Task A
In the article on Nazi drinking games, what happened to the Jewish student who objected to the game during the LSE skiing holiday?
Task B
Write out the passage of the article on Nazi drinking games from "Firstly, let it" up to and including "its macabre customs.".

Selected text

• • • •

Nazi Drinking Games and the Insatiable Thirst for Taboo Breaking

Nazi Drinking Games and the Insatiable Thirst for Taboo Breaking

It sounds surreal to say it but Nazi themed drinking games seem to have been getting a lot of press coverage of late. First there was the news of how members of the Oxford students Conservative Association had sung Nazi themed songs during a drinking session and then came the pictures of MP Aidan Burley attending a Stag party in which members had dressed as Nazis.

Now come the reports that LSE students on a University skiing holiday took part in a Nazi themed drinking game that involved arranging cards in a swastika shape while participants would heil Hitler. A Jewish student objected to the game and the dispute eventually led to brawl in which the same Jewish student had his nose broken by one of the players. How do we make sense of this sudden upsurge in rather debauched and seemingly inexplicable glorifications of Nazism?

Firstly, let it be said that there is no escaping just how sickening it is to see the grandchildren of a generation that sacrificed so much to defeat Nazism now revelling in its macabre customs.

However, once we have overcome our sense of disgust and despondency that such things are happening how do we come to understand how all this has come about? Has there been a sudden upsurge in adherence to hitlerian race theory? Are young Britons really eagerly embracing the tenets of the volksgemeinschaft? Almost certainly the answer must be a no.

• • • •

Listed records
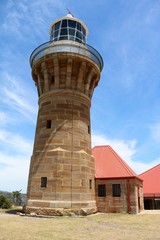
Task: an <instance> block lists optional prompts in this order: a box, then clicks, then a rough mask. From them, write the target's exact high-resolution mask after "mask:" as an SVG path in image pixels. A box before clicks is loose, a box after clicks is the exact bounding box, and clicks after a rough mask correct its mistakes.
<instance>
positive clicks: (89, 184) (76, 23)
mask: <svg viewBox="0 0 160 240" xmlns="http://www.w3.org/2000/svg"><path fill="white" fill-rule="evenodd" d="M87 35H88V29H87V27H86V25H85V24H84V23H83V22H82V21H81V20H79V19H77V18H75V17H73V16H72V15H71V14H68V15H67V16H65V17H62V18H59V19H57V20H55V21H54V22H53V23H52V24H51V26H50V41H49V42H46V43H44V44H42V45H40V46H39V47H37V48H36V49H35V50H34V51H33V52H32V54H31V57H30V65H31V69H32V78H33V80H34V82H35V85H36V87H37V92H38V97H39V100H38V105H39V109H38V116H37V125H36V132H35V139H34V146H33V154H32V156H31V161H30V170H29V177H28V188H27V202H26V206H25V211H26V213H31V212H34V213H36V214H43V215H65V214H67V213H68V212H74V213H76V214H91V213H95V212H96V210H97V208H96V200H95V180H94V158H93V156H92V152H91V124H90V107H91V99H92V95H93V92H94V89H95V87H96V86H97V85H98V82H99V80H100V73H101V70H102V68H103V59H102V57H101V55H100V54H99V53H98V51H96V50H95V49H94V48H93V47H91V46H90V45H88V44H86V38H87Z"/></svg>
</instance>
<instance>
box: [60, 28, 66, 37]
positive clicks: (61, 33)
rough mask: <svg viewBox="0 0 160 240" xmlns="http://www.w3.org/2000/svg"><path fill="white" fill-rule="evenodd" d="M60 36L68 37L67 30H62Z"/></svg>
mask: <svg viewBox="0 0 160 240" xmlns="http://www.w3.org/2000/svg"><path fill="white" fill-rule="evenodd" d="M60 35H61V36H64V35H67V28H62V29H61V34H60Z"/></svg>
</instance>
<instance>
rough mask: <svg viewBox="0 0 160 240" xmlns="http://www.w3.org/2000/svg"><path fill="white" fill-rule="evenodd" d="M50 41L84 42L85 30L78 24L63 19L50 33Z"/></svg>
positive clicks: (84, 41)
mask: <svg viewBox="0 0 160 240" xmlns="http://www.w3.org/2000/svg"><path fill="white" fill-rule="evenodd" d="M50 39H51V40H54V41H58V40H64V39H68V40H74V41H76V42H80V43H85V42H86V30H85V28H84V27H83V26H82V25H81V23H80V22H77V21H73V20H69V19H64V20H61V21H59V22H57V23H56V24H55V25H54V26H53V28H52V33H51V38H50Z"/></svg>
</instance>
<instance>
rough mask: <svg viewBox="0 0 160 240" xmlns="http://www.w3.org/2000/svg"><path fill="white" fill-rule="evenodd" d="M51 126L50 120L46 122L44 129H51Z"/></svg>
mask: <svg viewBox="0 0 160 240" xmlns="http://www.w3.org/2000/svg"><path fill="white" fill-rule="evenodd" d="M51 125H52V121H51V120H47V122H46V128H51Z"/></svg>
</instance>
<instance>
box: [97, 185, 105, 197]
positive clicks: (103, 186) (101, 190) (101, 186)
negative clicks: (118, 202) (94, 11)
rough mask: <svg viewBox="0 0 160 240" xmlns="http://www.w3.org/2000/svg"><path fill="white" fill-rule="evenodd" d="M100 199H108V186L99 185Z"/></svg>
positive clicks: (98, 194)
mask: <svg viewBox="0 0 160 240" xmlns="http://www.w3.org/2000/svg"><path fill="white" fill-rule="evenodd" d="M98 197H106V185H105V184H99V185H98Z"/></svg>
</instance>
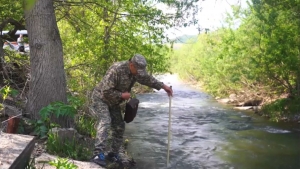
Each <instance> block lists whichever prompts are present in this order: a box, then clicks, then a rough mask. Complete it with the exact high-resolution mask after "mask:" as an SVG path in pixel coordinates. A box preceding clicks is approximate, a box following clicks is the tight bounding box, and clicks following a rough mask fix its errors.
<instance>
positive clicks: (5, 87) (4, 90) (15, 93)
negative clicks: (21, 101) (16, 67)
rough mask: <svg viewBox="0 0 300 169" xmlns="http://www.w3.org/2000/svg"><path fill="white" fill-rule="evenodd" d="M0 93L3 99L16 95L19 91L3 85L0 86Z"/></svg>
mask: <svg viewBox="0 0 300 169" xmlns="http://www.w3.org/2000/svg"><path fill="white" fill-rule="evenodd" d="M0 93H1V94H2V98H3V100H5V99H6V98H7V96H9V95H10V96H12V97H16V96H17V95H18V94H19V91H17V90H15V89H11V88H10V86H4V87H3V88H1V90H0Z"/></svg>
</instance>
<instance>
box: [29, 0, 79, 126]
mask: <svg viewBox="0 0 300 169" xmlns="http://www.w3.org/2000/svg"><path fill="white" fill-rule="evenodd" d="M25 16H26V17H25V18H26V27H27V30H28V37H29V46H30V66H31V81H30V83H29V96H28V97H29V99H28V103H27V107H26V109H27V112H28V113H30V114H31V117H32V118H33V119H39V118H40V116H39V111H40V110H41V109H42V108H43V107H45V106H47V105H49V104H50V103H51V102H55V101H61V102H64V103H67V95H66V78H65V72H64V62H63V48H62V42H61V38H60V35H59V30H58V27H57V22H56V17H55V13H54V8H53V0H37V1H36V3H35V5H34V6H33V7H32V9H31V10H28V11H25ZM51 122H54V123H57V124H59V125H61V127H70V126H71V125H72V124H73V120H72V119H70V118H67V117H59V119H57V118H55V117H54V116H52V117H51Z"/></svg>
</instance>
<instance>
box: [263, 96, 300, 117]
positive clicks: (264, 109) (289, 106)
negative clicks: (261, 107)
mask: <svg viewBox="0 0 300 169" xmlns="http://www.w3.org/2000/svg"><path fill="white" fill-rule="evenodd" d="M299 103H300V98H295V99H290V98H284V99H278V100H276V101H274V102H272V103H270V104H267V105H264V106H263V107H262V110H261V111H262V112H264V114H265V115H267V116H269V117H270V119H271V120H273V121H277V122H278V121H279V120H281V119H283V118H287V117H289V116H293V115H295V114H296V113H298V112H300V105H299Z"/></svg>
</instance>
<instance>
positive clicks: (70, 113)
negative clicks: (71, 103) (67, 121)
mask: <svg viewBox="0 0 300 169" xmlns="http://www.w3.org/2000/svg"><path fill="white" fill-rule="evenodd" d="M76 113H77V111H76V109H75V108H74V107H73V106H71V105H67V104H65V103H63V102H59V101H57V102H53V103H50V104H49V105H48V106H46V107H44V108H42V109H41V111H40V116H41V120H42V121H48V120H49V116H50V115H52V114H53V115H55V116H56V118H59V116H69V117H72V118H74V115H75V114H76Z"/></svg>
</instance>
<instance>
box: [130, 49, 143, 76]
mask: <svg viewBox="0 0 300 169" xmlns="http://www.w3.org/2000/svg"><path fill="white" fill-rule="evenodd" d="M131 62H132V63H133V65H134V67H135V68H136V70H137V72H138V75H139V76H145V75H147V71H146V67H147V61H146V59H145V57H144V56H142V55H140V54H135V55H134V56H133V58H132V59H131Z"/></svg>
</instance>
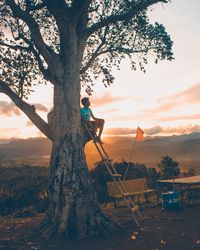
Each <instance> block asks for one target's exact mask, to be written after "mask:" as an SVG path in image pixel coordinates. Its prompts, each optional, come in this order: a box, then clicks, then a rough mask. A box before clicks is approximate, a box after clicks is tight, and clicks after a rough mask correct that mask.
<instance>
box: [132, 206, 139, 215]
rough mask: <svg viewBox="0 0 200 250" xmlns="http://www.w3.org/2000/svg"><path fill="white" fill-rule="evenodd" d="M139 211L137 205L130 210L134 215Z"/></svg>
mask: <svg viewBox="0 0 200 250" xmlns="http://www.w3.org/2000/svg"><path fill="white" fill-rule="evenodd" d="M138 209H139V206H138V205H135V206H134V207H132V208H131V212H133V213H135V212H136V211H137V210H138Z"/></svg>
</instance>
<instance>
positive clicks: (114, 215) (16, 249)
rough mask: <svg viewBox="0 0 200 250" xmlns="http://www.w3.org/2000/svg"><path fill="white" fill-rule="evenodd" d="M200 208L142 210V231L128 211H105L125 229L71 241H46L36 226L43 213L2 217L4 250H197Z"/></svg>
mask: <svg viewBox="0 0 200 250" xmlns="http://www.w3.org/2000/svg"><path fill="white" fill-rule="evenodd" d="M199 209H200V206H199V205H190V206H183V207H182V209H181V210H178V211H170V210H162V209H161V207H159V206H157V207H150V208H144V209H142V210H141V213H142V216H143V218H144V219H143V221H142V222H141V225H140V227H139V228H137V227H136V226H135V224H134V223H133V221H132V219H131V217H130V214H129V212H128V211H127V209H126V208H117V209H114V208H113V206H112V205H111V204H110V205H109V206H107V207H106V208H104V210H105V212H106V213H107V214H108V216H110V217H111V218H112V219H114V220H116V221H117V222H119V223H120V224H121V225H122V226H123V227H124V231H123V233H121V232H119V233H117V234H115V235H112V236H110V237H108V238H97V239H88V240H82V241H78V240H77V241H69V240H66V239H63V238H43V237H41V235H39V234H38V233H37V230H36V228H37V225H38V224H39V223H40V221H41V220H42V218H43V214H38V215H36V216H33V217H25V218H13V217H0V249H1V250H12V249H13V250H14V249H15V250H27V249H32V250H64V249H67V250H103V249H105V250H110V249H113V250H132V249H136V250H156V249H157V250H161V249H163V250H180V249H181V250H198V249H200V227H199V223H200V214H199Z"/></svg>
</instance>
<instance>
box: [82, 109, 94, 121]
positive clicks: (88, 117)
mask: <svg viewBox="0 0 200 250" xmlns="http://www.w3.org/2000/svg"><path fill="white" fill-rule="evenodd" d="M91 116H92V110H91V109H90V108H86V107H83V108H81V117H82V119H83V120H86V121H90V119H91Z"/></svg>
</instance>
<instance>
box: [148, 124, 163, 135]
mask: <svg viewBox="0 0 200 250" xmlns="http://www.w3.org/2000/svg"><path fill="white" fill-rule="evenodd" d="M144 132H145V134H146V135H156V134H159V133H161V132H163V128H162V127H161V126H155V127H153V128H149V129H145V130H144Z"/></svg>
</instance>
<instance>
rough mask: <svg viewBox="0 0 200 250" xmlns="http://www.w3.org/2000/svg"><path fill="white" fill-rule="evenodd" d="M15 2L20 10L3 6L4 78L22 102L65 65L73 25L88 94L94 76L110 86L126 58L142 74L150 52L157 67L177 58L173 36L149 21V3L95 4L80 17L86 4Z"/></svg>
mask: <svg viewBox="0 0 200 250" xmlns="http://www.w3.org/2000/svg"><path fill="white" fill-rule="evenodd" d="M14 2H15V3H16V6H12V5H13V4H10V3H7V2H6V1H5V0H3V1H1V3H0V13H1V14H0V22H1V27H2V32H0V45H1V51H0V53H1V58H2V60H1V61H2V64H3V65H2V69H1V70H2V73H1V78H2V80H3V81H4V82H6V83H7V84H8V85H9V86H10V87H11V88H12V89H13V90H14V91H15V92H16V93H17V94H18V95H19V96H20V97H21V98H22V97H27V95H29V94H30V91H31V89H32V85H33V84H36V82H37V83H38V82H39V83H42V82H45V80H50V81H53V79H55V68H56V67H60V66H61V65H62V66H63V67H64V65H65V63H66V58H67V54H66V53H64V49H65V47H66V46H67V43H68V41H70V39H71V37H70V33H68V35H66V34H67V33H66V32H67V30H70V25H74V23H76V24H75V25H76V29H75V30H76V42H77V46H78V49H79V48H81V49H83V57H82V62H81V63H80V64H82V67H81V69H80V72H81V77H80V78H81V84H82V86H84V87H85V88H86V91H87V92H88V93H91V92H92V83H91V82H94V81H93V80H94V78H100V79H101V80H102V83H103V84H104V86H105V87H107V86H109V85H110V84H111V83H112V82H113V81H114V77H113V75H112V68H113V67H117V68H119V67H120V63H121V62H122V60H123V59H124V58H128V59H130V62H131V65H132V68H133V69H134V70H136V68H140V69H141V70H142V71H144V72H145V65H146V64H147V61H148V57H149V54H151V55H152V57H153V58H154V61H155V62H156V63H157V62H158V60H164V59H167V60H172V59H173V54H172V41H171V39H170V36H169V35H168V34H167V33H166V31H165V28H164V27H163V25H161V24H158V23H154V24H151V23H150V22H149V19H148V17H147V8H148V6H150V5H151V2H150V1H149V2H148V1H146V0H141V1H137V0H134V1H125V0H112V1H111V0H104V1H101V0H92V1H91V2H90V5H88V6H87V8H85V9H84V13H82V14H80V13H79V12H80V11H81V8H80V6H81V5H84V4H85V6H86V3H85V1H84V2H83V3H78V1H76V2H75V1H72V0H70V1H65V3H64V1H63V2H62V4H56V6H55V2H53V1H40V0H39V1H36V0H30V1H24V0H18V1H14ZM157 2H167V1H163V0H158V1H157ZM55 8H56V10H57V13H61V14H62V15H61V14H60V15H57V13H56V12H55ZM18 10H20V11H23V14H21V13H20V11H18ZM136 10H137V11H136ZM18 12H19V13H20V14H19V13H18ZM63 12H65V15H63ZM73 13H76V15H74V14H73ZM132 13H134V14H132ZM79 14H80V15H79ZM69 19H70V20H71V21H72V22H70V21H68V20H69ZM40 36H41V37H40ZM39 39H40V40H39ZM149 52H150V53H149ZM50 56H51V57H52V58H56V59H59V62H61V65H60V66H58V64H57V62H58V61H57V60H52V58H50ZM53 64H54V65H53Z"/></svg>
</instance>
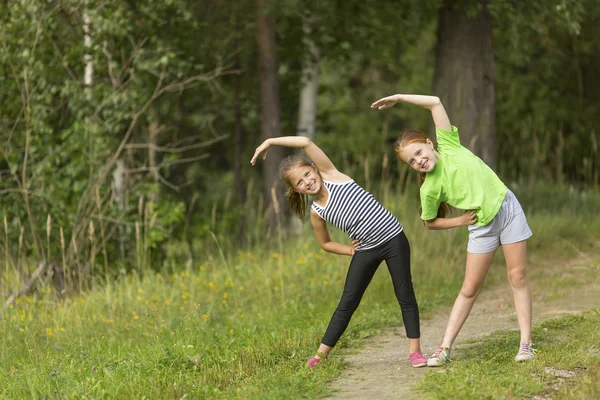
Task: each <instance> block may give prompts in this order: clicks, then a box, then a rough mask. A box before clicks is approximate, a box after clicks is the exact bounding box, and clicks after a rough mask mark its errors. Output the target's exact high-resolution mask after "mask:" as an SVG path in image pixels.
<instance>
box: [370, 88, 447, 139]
mask: <svg viewBox="0 0 600 400" xmlns="http://www.w3.org/2000/svg"><path fill="white" fill-rule="evenodd" d="M398 102H404V103H408V104H414V105H415V106H419V107H423V108H426V109H428V110H429V111H431V117H432V118H433V123H434V124H435V127H436V128H441V129H444V130H446V131H450V130H452V125H451V124H450V118H448V114H447V113H446V110H445V109H444V106H443V104H442V102H441V100H440V98H439V97H437V96H426V95H420V94H395V95H392V96H388V97H384V98H383V99H380V100H378V101H376V102H375V103H373V104H372V105H371V107H372V108H379V109H380V110H382V109H385V108H389V107H391V106H393V105H394V104H395V103H398Z"/></svg>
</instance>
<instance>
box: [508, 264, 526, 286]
mask: <svg viewBox="0 0 600 400" xmlns="http://www.w3.org/2000/svg"><path fill="white" fill-rule="evenodd" d="M508 280H509V282H510V285H511V286H512V287H514V288H522V287H525V286H527V272H526V271H525V267H523V268H512V269H511V270H510V271H509V273H508Z"/></svg>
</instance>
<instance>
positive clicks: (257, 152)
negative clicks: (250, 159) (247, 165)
mask: <svg viewBox="0 0 600 400" xmlns="http://www.w3.org/2000/svg"><path fill="white" fill-rule="evenodd" d="M269 147H271V144H270V143H269V139H267V140H265V141H264V142H262V144H261V145H260V146H258V147H257V148H256V150H255V151H254V155H253V156H252V159H251V160H250V164H252V165H254V164H256V159H257V158H258V157H259V156H260V155H261V153H262V159H263V160H264V159H265V158H267V150H268V149H269Z"/></svg>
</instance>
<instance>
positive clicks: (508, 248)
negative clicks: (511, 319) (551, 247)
mask: <svg viewBox="0 0 600 400" xmlns="http://www.w3.org/2000/svg"><path fill="white" fill-rule="evenodd" d="M502 250H503V251H504V258H505V259H506V274H507V275H508V281H509V282H510V286H511V288H512V291H513V298H514V301H515V309H516V311H517V320H518V321H519V329H520V330H521V343H531V290H530V289H529V282H528V280H527V271H526V264H527V261H526V254H527V242H526V241H522V242H517V243H511V244H505V245H502Z"/></svg>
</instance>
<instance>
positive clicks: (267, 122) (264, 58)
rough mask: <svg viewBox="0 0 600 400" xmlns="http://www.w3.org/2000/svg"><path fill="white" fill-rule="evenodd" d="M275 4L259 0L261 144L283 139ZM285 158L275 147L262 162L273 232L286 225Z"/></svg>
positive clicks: (256, 19)
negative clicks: (279, 139)
mask: <svg viewBox="0 0 600 400" xmlns="http://www.w3.org/2000/svg"><path fill="white" fill-rule="evenodd" d="M275 1H276V0H275ZM275 1H273V0H256V5H257V17H256V42H257V47H258V70H259V80H260V126H261V139H262V140H266V139H268V138H271V137H276V136H281V126H280V111H279V86H278V79H277V55H276V42H275V18H274V17H273V15H272V14H271V11H270V7H271V6H272V5H273V4H274V3H275ZM284 154H285V153H284V149H283V148H282V147H279V146H276V147H273V148H271V149H269V156H268V157H267V159H266V160H265V161H264V162H263V185H264V186H263V194H264V199H265V205H266V219H267V224H268V226H269V227H270V229H271V232H275V231H277V230H278V228H279V222H281V221H285V220H284V219H283V218H282V217H283V215H282V212H283V210H285V209H286V207H285V205H284V202H285V198H284V195H283V185H282V184H281V183H280V182H279V171H278V169H279V163H280V162H281V160H282V159H283V157H284ZM282 206H283V207H282Z"/></svg>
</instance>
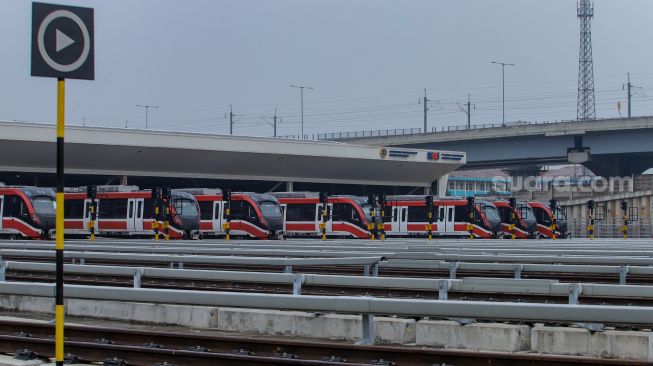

• • • •

Solution A
His nose was broken by one of the players in a brawl.

Solution B
Firstly, let it be said that there is no escaping just how sickening it is to see the grandchildren of a generation that sacrificed so much to defeat Nazism now revelling in its macabre customs.